:: Ejercicios por resolver ::
[A] Enumera los colores de las barras que menciona la reseña.
[B] Reescribe las líneas de las entradas que comienzan en la que contiene "Accessibility service: describe the location of red" y terminan en la que contiene "182,127 -> 223,157", cambiando "banner" por "flag" y dejando todo lo demás igual.

:: Texto de origen ::
-*-*-

El día en que aprendí a volar
Stefanie
Kremser
Traducción
de Marina Borrás
Entreambos
Barcelona,
2017
286
páginas
Empeñados
en estrellarse contra las paredes de ese callejón sin salida que es la búsqueda
de la identidad, los autores contemporáneos parecen no tener otro tema sobre el
que hablar. O al menos no tener otras intenciones. Lo mejor llega a ser
preguntarse si la identidad existe, si se puede seguir siendo el mismo ahora
que al minuto siguiente. En el ordenador, lo que ayuda es deshacerse de
archivos temporales y desfragmentar, hasta que reducimos a lo imprescindible la
identidad. Tal vez debamos limitarnos a eso, a ser aquello a lo que queda
reducido el ordenador, un poco de lo que no se cambia, como las barras verdes, y
un montón de lo que se descompone y debe regresar a su sitio, como las barras
rojas y azules, que son, a la hora de la verdad, con lo que nos relacionamos.
Así pues, o la identidad es el temperamento inamovible, o son las variaciones
con que nos adaptamos a cada instante en función del entorno. Una vez hayamos
resuelto el debate, la literatura tendrá poco que decir sobre la identidad,
aunque seguirá empeñada en tratar sobre la búsqueda. Es como la felicidad o la
dignidad, o como la libertad. Ahora mismo, lo mejor es, tal y como lo plantea
Stefanie Kremser (Düseldorf, 1967) dejarlo en un agradable viaje por motivos de
seguridad.

-*-*-

:: Datos para procesar ::
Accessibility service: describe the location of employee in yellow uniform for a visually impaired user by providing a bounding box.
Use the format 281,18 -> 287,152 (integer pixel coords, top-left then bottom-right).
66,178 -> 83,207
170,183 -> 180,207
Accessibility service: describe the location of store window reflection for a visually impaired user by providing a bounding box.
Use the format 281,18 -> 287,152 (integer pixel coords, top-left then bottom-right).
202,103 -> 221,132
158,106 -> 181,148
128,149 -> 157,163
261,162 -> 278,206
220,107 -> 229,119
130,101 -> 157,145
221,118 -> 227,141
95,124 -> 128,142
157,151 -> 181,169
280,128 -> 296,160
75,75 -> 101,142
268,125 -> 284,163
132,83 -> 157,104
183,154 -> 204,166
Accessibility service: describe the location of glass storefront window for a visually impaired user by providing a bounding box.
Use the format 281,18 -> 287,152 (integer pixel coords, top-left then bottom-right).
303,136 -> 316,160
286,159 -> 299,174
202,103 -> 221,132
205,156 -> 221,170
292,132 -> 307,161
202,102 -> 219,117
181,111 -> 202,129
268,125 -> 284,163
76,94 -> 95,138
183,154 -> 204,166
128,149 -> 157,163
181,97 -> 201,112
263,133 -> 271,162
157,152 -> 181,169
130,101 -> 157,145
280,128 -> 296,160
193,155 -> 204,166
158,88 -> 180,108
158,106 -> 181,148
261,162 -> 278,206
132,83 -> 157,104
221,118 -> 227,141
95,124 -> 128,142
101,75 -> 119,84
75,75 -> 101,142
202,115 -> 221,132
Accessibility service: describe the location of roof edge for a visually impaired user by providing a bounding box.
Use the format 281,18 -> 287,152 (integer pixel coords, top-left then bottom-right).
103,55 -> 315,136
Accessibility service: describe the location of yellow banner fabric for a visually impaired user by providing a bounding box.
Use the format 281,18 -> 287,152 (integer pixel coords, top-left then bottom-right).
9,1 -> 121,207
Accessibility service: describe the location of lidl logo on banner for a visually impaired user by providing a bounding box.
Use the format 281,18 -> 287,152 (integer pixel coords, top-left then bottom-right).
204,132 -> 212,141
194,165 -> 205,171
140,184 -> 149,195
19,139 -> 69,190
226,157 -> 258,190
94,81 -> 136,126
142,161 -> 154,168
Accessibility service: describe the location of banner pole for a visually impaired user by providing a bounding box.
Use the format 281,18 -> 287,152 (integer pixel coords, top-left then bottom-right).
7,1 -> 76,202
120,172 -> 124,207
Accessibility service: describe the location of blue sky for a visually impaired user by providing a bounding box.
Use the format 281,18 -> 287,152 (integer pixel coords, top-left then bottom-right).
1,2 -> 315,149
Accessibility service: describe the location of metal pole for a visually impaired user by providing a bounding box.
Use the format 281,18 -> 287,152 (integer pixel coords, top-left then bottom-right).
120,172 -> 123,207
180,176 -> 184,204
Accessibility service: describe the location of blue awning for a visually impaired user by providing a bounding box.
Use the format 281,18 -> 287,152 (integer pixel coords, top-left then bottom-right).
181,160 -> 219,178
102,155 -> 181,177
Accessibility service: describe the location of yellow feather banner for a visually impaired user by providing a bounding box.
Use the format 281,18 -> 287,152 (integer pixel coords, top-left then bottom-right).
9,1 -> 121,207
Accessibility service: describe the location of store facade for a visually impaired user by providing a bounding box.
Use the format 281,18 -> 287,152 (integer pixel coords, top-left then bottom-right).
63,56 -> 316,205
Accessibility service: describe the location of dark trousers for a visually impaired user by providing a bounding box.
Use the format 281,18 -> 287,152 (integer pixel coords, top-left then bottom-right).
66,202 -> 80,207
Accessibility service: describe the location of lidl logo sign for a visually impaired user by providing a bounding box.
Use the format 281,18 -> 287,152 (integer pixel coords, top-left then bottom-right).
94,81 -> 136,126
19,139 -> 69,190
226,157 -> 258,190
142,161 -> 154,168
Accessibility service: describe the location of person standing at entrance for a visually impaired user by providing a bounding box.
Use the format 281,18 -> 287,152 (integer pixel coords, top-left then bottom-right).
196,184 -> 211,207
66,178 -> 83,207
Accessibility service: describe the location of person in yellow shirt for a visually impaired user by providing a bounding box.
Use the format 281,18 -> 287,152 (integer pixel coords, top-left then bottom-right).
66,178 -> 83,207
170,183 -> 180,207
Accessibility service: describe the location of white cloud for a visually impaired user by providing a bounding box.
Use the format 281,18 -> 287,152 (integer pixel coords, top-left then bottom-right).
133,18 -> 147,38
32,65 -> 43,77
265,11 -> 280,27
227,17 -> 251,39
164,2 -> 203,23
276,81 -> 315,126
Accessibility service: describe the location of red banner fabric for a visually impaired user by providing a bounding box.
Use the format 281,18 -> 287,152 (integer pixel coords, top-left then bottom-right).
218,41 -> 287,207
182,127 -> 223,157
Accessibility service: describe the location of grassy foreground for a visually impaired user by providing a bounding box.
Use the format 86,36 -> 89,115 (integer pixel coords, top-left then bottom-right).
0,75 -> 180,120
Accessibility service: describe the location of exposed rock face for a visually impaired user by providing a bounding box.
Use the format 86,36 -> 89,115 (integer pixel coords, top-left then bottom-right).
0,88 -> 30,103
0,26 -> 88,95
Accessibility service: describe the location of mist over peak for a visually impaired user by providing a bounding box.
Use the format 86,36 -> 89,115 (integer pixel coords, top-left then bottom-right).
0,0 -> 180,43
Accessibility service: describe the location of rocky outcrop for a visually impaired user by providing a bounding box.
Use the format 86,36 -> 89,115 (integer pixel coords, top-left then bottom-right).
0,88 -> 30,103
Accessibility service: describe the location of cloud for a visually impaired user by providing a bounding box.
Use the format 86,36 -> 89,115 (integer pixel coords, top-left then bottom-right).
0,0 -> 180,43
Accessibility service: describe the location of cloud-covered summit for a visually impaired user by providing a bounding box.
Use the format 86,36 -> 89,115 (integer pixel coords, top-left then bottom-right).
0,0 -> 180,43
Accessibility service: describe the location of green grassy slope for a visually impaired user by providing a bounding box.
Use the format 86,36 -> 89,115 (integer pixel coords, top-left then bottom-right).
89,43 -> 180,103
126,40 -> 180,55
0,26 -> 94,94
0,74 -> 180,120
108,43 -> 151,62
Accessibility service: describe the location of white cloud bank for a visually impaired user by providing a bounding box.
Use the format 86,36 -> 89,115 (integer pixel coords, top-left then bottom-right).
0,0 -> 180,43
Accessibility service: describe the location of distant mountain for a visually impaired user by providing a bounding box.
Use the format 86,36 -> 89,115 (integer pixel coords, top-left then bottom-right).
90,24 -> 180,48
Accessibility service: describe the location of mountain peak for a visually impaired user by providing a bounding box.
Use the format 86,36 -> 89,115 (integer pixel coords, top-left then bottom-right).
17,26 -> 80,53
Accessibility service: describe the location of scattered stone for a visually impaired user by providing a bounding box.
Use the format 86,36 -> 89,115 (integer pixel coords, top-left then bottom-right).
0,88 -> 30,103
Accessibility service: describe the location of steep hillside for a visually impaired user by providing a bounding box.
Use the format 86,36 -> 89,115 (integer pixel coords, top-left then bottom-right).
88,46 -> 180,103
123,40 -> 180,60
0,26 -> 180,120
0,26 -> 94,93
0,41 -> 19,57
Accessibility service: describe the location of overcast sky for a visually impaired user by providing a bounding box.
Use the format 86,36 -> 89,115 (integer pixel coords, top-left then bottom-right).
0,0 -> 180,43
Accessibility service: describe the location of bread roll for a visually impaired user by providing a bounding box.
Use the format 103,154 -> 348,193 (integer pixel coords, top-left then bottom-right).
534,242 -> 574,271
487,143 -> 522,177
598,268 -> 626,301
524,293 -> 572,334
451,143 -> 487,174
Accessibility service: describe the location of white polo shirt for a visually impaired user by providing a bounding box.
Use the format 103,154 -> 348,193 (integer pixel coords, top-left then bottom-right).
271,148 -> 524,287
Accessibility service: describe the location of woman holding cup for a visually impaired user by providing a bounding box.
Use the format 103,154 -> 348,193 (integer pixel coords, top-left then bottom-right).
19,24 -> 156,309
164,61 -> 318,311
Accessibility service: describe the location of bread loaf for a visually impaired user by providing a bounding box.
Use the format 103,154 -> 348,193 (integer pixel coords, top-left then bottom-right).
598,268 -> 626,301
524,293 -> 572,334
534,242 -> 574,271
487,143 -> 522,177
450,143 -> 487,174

-*-*-

:: Respuestas por ejercicio ::
[A] Verde, rojo y azul.

[B]
Accessibility service: describe the location of red flag fabric for a visually impaired user by providing a bounding box.
Use the format 281,18 -> 287,152 (integer pixel coords, top-left then bottom-right).
218,41 -> 287,207
182,127 -> 223,157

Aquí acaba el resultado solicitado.